• What the task asks: Which lines in the rows below contain the string "hooked"? Pick out each of those lines and copy it in full.
-- Begin Data provided --
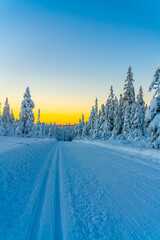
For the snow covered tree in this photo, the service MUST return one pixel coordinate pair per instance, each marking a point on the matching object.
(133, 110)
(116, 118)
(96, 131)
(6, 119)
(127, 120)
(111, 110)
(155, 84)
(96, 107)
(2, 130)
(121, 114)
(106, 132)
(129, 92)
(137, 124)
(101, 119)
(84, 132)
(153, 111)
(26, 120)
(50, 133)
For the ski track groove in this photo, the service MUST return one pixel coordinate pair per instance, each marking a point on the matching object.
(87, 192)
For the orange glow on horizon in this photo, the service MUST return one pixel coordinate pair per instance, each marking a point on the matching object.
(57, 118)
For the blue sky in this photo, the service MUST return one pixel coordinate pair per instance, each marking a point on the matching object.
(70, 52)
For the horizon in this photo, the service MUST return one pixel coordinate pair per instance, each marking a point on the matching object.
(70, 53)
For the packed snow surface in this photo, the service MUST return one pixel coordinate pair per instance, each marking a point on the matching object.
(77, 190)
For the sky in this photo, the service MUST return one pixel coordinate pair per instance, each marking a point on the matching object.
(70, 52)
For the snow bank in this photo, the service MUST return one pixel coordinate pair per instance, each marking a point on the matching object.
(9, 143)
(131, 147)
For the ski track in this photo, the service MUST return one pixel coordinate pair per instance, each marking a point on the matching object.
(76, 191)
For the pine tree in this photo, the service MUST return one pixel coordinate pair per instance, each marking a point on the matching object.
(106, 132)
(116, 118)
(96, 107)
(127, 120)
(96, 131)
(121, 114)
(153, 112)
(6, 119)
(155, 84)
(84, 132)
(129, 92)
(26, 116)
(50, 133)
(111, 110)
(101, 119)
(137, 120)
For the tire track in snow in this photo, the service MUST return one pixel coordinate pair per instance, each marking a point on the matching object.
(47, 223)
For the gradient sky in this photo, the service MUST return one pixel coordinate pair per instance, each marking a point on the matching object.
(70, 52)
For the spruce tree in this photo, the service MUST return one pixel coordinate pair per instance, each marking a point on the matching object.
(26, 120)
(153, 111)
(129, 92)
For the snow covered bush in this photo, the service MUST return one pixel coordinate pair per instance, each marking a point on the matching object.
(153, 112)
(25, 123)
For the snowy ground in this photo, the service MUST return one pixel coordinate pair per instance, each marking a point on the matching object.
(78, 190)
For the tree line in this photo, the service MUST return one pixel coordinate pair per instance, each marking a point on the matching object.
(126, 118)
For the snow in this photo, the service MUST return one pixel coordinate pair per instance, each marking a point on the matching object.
-- End Data provided --
-- Begin Data provided --
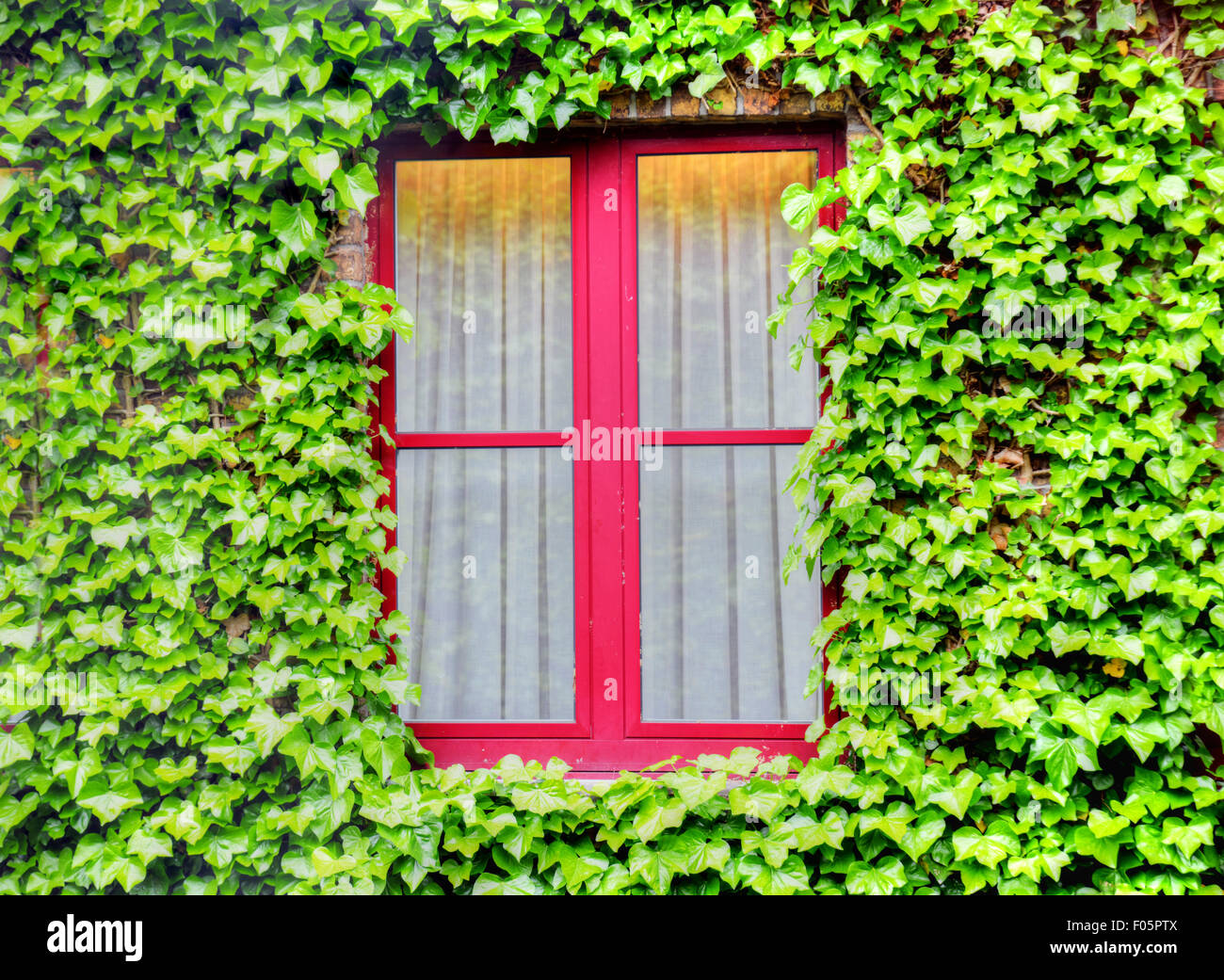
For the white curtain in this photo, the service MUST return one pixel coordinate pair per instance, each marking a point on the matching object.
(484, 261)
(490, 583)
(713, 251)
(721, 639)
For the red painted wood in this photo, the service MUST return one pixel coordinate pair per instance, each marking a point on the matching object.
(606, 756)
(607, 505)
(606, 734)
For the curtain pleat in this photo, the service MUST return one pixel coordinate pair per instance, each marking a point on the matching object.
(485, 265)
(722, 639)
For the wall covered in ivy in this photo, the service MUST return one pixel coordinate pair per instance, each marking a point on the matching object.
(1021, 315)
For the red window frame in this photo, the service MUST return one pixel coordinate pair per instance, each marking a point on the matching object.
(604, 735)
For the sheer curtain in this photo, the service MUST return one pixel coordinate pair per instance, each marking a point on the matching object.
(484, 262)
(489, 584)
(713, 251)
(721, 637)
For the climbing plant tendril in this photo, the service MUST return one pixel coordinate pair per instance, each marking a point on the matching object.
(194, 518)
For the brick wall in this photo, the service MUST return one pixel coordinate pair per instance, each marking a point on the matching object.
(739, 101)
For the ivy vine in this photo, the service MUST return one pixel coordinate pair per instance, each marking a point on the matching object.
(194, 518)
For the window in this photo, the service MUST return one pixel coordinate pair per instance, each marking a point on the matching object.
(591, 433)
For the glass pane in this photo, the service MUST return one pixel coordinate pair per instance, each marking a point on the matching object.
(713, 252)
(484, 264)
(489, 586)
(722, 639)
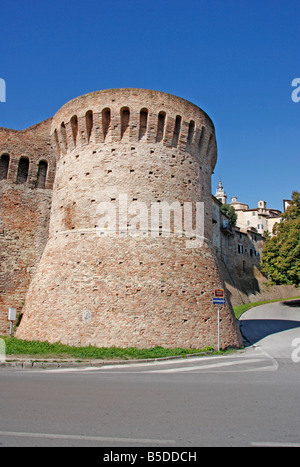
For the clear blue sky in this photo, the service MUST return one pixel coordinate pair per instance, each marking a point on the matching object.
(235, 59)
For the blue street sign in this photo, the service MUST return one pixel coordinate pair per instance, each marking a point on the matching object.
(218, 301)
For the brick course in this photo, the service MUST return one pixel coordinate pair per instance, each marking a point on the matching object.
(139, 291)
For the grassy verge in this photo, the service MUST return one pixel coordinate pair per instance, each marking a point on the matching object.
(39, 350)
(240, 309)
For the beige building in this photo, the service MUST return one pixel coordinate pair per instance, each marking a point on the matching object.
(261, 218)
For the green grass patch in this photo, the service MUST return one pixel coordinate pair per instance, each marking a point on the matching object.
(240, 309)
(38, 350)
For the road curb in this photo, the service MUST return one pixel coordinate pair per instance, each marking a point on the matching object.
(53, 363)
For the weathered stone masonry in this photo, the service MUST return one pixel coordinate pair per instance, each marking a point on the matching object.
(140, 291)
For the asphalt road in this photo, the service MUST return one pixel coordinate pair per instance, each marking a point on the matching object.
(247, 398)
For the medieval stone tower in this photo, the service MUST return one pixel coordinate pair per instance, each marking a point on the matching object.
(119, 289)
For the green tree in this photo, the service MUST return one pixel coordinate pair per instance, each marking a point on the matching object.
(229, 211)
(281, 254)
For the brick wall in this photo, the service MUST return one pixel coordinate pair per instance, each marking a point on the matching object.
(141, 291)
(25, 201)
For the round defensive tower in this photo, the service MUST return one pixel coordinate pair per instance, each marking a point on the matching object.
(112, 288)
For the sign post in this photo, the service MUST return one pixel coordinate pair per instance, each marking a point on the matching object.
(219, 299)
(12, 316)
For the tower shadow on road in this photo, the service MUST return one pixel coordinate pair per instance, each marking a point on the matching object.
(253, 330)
-- End Data provided --
-- Begin Data provided --
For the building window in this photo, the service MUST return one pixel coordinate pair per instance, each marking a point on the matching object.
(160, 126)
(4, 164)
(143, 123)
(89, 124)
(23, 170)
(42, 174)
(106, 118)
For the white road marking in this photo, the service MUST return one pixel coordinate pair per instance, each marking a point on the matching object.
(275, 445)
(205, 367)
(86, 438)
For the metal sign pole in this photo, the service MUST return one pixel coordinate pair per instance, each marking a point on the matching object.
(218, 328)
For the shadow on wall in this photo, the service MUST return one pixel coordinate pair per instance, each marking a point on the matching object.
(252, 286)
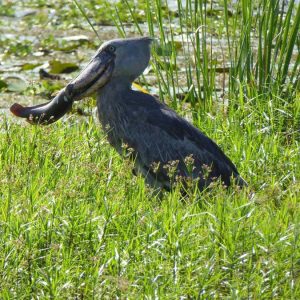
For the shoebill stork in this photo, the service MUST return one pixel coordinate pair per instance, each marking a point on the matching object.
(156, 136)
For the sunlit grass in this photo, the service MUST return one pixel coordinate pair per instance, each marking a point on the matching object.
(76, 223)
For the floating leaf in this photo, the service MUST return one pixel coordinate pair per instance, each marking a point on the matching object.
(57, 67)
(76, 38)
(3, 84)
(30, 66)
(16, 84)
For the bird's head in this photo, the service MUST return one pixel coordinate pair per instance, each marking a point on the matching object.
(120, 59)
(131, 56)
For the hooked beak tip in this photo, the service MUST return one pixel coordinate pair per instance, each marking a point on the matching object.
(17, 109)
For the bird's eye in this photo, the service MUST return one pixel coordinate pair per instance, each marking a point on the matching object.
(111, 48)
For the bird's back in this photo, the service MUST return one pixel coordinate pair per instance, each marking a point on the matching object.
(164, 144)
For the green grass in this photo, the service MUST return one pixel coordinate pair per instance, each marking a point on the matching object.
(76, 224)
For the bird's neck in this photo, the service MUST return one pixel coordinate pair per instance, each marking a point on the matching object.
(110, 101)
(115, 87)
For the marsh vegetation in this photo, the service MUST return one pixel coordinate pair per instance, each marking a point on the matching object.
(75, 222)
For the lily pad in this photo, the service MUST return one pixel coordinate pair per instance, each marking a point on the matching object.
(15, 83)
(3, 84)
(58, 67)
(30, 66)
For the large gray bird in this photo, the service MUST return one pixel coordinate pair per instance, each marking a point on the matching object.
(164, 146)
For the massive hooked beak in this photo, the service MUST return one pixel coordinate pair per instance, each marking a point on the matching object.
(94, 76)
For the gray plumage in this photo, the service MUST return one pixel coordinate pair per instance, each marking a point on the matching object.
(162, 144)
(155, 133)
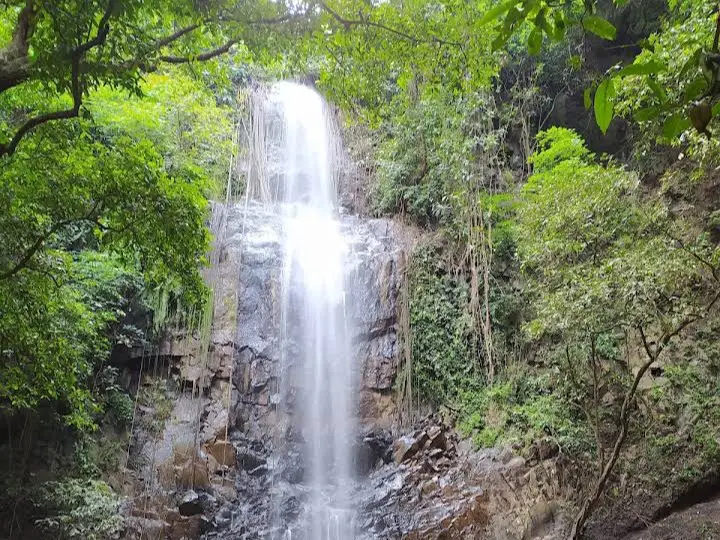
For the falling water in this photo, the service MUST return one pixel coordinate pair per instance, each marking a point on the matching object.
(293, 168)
-- End Data provided --
• Response to this exercise:
For the hooked beak tip in this photo, the service MUST return one pixel coordinate pair per instance, each marking a point on the matching object.
For the massive hooked beak in this photo, the service MUST return one pixel coordinate pair per instance, each marking a point on the matching object.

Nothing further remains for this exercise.